## TEXTO PROPORCIONADO
Memoria sin rencor
«Las energías de concordia han mutado en vapores de discordia y la polifonía que se armoniza en el acuerdo en cacofonía de trincheras con rumores guerracivilistas. En Madrid, un Gobierno socialista pergeña, junto a sus socios comunistas e independentistas, una memoria de la revancha; en Barcelona, la Generalitat ‘republicana’ y la alcaldía desprecian al Rey. En la España del nacionalpopulismo no habría olimpiada de Barcelona. Ni Expo de Sevilla. Solo rencor»
SI a la muerte de Franco se hubieran aplicado las consignas de quienes hoy tildan la Transición de ‘régimen del 78’, España habría reeditado el enfrentamiento del 36: la democracia, como tantos episodios de la crónica española, habría quedado en nonata. Si a la muerte de Franco se hubiera impuesto la política aldeana de vuelo gallináceo que hogaño padecemos el verso de Gil de Biedma devendría en eterno epitafio: «De todas las historias de la Historia sin duda la más triste es la de España, porque termina mal».
Por fortuna, hubo otras épocas en que el sectarismo de la mal llamada ‘memoria histórica’ no coartó la convivencia. Pongamos un ejemplo, en el treinta aniversario de los Juegos del 92 en Barcelona. Juan Antonio Samaranch y Pasqual Maragall: un franquista y un antifranquista. El 17 de octubre de 1986, Samaranch, presidente del COI, traje cruzado azul marino, abre un sobre –«un petit moment»– y otorga la XXV Olimpiada «a la ville de Barcelone, España».
El barcelonés que dejó su ciudad entre pancartas de ‘Samaranch fot el camp’ (’Samaranch lárgate’) brinda un momento estelar a Barcelona, Cataluña y España. La comitiva olímpica de Lausana es felizmente diversa: Pasqual Maragall, Alfonso de Borbón, Josep Lluís Vilaseca, Leopoldo Rodés, Josep Miquel Abad y Felipe González.

## OBJETIVO A
Responde según el artículo «Memoria sin rencor»:
(i) ¿Qué dos acontecimientos no habría habido, según el artículo, en la España del nacionalpopulismo, y en qué ciudad cada uno?
(ii) ¿Qué cargo ocupaba Samaranch cuando abrió el sobre?
(iii) ¿En qué fecha otorgó Samaranch la XXV Olimpiada a Barcelona?
## OBJETIVO B
Continúa, por favor, el artículo «Memoria sin rencor» a partir de la frase que enumera la comitiva olímpica de Lausana.

Líneas de datos
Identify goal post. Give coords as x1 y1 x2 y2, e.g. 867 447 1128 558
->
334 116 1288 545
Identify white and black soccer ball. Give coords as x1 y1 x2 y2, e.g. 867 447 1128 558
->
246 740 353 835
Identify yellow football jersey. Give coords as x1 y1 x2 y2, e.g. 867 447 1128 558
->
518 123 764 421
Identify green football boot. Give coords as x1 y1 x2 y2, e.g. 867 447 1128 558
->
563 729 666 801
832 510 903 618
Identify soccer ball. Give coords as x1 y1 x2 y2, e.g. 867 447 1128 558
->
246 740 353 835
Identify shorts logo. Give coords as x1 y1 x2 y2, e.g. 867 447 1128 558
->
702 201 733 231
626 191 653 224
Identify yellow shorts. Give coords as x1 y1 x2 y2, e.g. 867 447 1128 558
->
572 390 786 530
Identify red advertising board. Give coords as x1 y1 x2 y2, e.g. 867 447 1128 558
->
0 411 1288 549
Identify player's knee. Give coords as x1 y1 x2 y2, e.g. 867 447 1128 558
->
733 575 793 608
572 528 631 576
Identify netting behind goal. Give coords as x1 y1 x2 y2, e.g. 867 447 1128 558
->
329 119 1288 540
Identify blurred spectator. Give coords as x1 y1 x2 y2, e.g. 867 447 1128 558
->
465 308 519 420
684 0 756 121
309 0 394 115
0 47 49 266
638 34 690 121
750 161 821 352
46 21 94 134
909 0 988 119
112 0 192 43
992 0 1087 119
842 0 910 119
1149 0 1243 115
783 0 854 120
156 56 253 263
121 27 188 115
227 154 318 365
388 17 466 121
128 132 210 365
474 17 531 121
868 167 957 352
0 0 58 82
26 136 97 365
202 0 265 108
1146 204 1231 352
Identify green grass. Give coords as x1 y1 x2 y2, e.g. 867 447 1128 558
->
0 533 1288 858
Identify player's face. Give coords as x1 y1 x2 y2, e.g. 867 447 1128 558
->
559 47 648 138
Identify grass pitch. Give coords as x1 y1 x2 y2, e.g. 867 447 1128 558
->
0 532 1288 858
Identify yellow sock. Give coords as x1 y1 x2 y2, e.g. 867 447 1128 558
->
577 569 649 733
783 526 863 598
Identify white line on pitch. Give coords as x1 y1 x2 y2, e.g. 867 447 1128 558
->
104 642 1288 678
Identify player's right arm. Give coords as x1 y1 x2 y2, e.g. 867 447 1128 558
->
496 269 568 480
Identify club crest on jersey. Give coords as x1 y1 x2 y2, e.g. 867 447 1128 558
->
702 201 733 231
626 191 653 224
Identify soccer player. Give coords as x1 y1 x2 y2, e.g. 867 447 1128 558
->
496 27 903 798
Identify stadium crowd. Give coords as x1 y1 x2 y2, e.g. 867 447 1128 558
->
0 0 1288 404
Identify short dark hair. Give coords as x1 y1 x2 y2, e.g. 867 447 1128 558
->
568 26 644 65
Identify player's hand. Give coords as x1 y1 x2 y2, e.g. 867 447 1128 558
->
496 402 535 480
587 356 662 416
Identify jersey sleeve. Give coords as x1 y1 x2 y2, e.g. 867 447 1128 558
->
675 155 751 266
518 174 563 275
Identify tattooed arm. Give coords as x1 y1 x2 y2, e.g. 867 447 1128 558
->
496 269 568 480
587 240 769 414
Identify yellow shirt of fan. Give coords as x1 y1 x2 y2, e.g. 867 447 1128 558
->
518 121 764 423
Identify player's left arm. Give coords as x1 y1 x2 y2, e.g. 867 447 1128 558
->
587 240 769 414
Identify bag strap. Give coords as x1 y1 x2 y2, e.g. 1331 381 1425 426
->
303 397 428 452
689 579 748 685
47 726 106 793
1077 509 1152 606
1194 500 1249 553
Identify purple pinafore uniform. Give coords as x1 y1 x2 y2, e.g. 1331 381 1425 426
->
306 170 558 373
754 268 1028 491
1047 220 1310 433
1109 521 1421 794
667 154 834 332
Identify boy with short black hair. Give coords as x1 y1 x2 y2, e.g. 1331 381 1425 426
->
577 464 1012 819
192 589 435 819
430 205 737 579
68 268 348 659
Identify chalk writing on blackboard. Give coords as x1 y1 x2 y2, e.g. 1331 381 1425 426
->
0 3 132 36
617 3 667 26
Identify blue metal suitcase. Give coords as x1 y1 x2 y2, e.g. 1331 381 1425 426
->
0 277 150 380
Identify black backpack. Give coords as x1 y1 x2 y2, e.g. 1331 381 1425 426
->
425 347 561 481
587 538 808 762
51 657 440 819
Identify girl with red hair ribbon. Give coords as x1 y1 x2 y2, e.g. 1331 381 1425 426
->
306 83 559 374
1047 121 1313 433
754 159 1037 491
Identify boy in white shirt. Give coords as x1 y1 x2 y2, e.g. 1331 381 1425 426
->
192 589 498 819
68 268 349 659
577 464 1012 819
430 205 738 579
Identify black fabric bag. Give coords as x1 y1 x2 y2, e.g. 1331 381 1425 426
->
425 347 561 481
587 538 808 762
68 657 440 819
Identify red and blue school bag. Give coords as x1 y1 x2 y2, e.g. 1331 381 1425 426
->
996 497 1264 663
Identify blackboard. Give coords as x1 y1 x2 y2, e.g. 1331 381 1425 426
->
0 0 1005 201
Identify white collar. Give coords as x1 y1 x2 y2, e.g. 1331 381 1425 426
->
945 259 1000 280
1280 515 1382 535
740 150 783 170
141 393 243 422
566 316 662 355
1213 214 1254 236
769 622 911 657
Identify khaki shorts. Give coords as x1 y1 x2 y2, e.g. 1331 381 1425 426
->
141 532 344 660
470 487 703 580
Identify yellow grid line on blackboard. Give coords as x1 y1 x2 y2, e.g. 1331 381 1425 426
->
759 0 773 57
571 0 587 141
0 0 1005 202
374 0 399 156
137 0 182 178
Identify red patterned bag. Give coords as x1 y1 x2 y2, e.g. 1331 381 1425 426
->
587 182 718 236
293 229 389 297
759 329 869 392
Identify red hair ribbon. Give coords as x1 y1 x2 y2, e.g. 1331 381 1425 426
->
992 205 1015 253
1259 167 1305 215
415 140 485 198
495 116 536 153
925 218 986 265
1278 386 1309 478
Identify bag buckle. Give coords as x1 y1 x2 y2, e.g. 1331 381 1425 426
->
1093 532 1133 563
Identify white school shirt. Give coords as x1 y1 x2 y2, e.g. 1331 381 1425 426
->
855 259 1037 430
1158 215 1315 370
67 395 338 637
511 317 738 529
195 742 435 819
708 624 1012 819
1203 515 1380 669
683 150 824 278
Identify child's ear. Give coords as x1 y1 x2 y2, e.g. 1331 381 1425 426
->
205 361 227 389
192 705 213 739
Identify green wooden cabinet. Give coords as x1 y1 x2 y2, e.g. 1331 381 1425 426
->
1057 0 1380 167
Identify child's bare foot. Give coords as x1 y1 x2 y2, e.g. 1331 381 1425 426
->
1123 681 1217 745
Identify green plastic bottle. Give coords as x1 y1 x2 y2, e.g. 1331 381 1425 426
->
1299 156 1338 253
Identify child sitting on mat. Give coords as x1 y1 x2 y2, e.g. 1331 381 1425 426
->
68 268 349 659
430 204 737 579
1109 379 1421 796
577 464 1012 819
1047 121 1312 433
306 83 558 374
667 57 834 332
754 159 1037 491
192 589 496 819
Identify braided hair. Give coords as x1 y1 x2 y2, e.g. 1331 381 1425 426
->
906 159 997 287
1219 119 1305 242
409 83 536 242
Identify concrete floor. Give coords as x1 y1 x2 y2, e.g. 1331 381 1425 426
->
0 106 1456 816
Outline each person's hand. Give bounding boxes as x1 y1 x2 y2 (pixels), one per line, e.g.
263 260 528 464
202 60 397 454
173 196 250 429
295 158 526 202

## RESULTADO A
(i) La olimpiada de Barcelona y la Expo de Sevilla.
(ii) Presidente del COI.
(iii) El 17 de octubre de 1986.

## RESULTADO B
Culminaba así una historia que comenzó un sábado de julio de 1979 en el despacho de Narcís Serra. El franquista Samaranch comunica al alcalde surgido de las primeras elecciones democráticas desde 1939 que opta a presidir el Comité Olímpico Internacional: «Lo que voy a decirte ahora quedará como si nunca lo hubiera dicho: si soy elegido presidente y tú ofreces Barcelona para celebrar los Juegos Olímpicos de 1992 te garantizo que se harán aquí».
Falangista, concejal, delegado nacional de Deportes, procurador en Cortes, consejero nacional del Movimiento, presidente de la Diputación, Samaranch parecía irrecuperable para la democracia. Tras la fallida fundación de un partido conservador –Concordia Catalana– lo envían a la embajada de España en la URSS. El destino suena a purga por cuarenta años de retórica anticomunista: aquel ‘Rusia es culpable de Serrano Suñer’, bandera de enganche de la División Azul.
El 18 de julio de 1977, ironías del destino, Samaranch aterriza en Moscú. Tres años después, 16 de julio de 1980, es presidente del COI. «Es una satisfacción que uno de sus ciudadanos haya sido elegido para tan importante cargo, pero lo que realmente nos gustaría es que algún día Juan Antonio Samaranch pudiera presidir unos Juegos Olímpicos en Barcelona», declara Serra. «Acepto el reto», contesta el presidente olímpico desde la capital rusa.
Cuando Samaranch proclama la victoria de Barcelona sobre París –en francés para más inri– Maragall ocupa la alcaldía: Serra pasó en 1982 al Ministerio
de Defensa del Gobierno socialista.
Los miembros de la candidatura reponen fuerzas en el hotel de la Paix. El recepcionista anuncia una llamada de la Casa Real. Maragall corre a la cabina. «Señor… Hemos ganado. Barcelona por España». Juan Carlos lo festeja con un deportivo «Barcelona, oé, oé, oé». Maragall nunca lo olvidará: «Fue maravilloso comprobar que el Rey se sentía tan feliz como yo. Fue sensacional. Inolvidable».
De retorno a Barcelona, con décimas de fiebre, el alcalde se abriga con una holgada gabardina negra y brinca cual roquero ante la ciudadanía congregada en la avenida María Cristina de Montjuïc. Simbólico enclave. La fuente mágica de la Exposición de 1929: «Lo que es bueno para Barcelona es bueno para Cataluña. Lo que es bueno para Cataluña es bueno para España», proclama.
En el proyecto olímpico no sobra nadie. Los poderes públicos y la sociedad civil van de la mano: el consejero delegado del COOB, Josep Miquel Abad, viene del PSUC (comunista). Carlos Ferrer Salat y Leopoldo Rodés, con su Asociación Empresarial Barcelona Olímpica 92, aportan casi mil millones. Con Samaranch y Maragall en Barcelona nace la Marca Barcelona. Marca no solo como eslogan. Marca como tierra impura de paso.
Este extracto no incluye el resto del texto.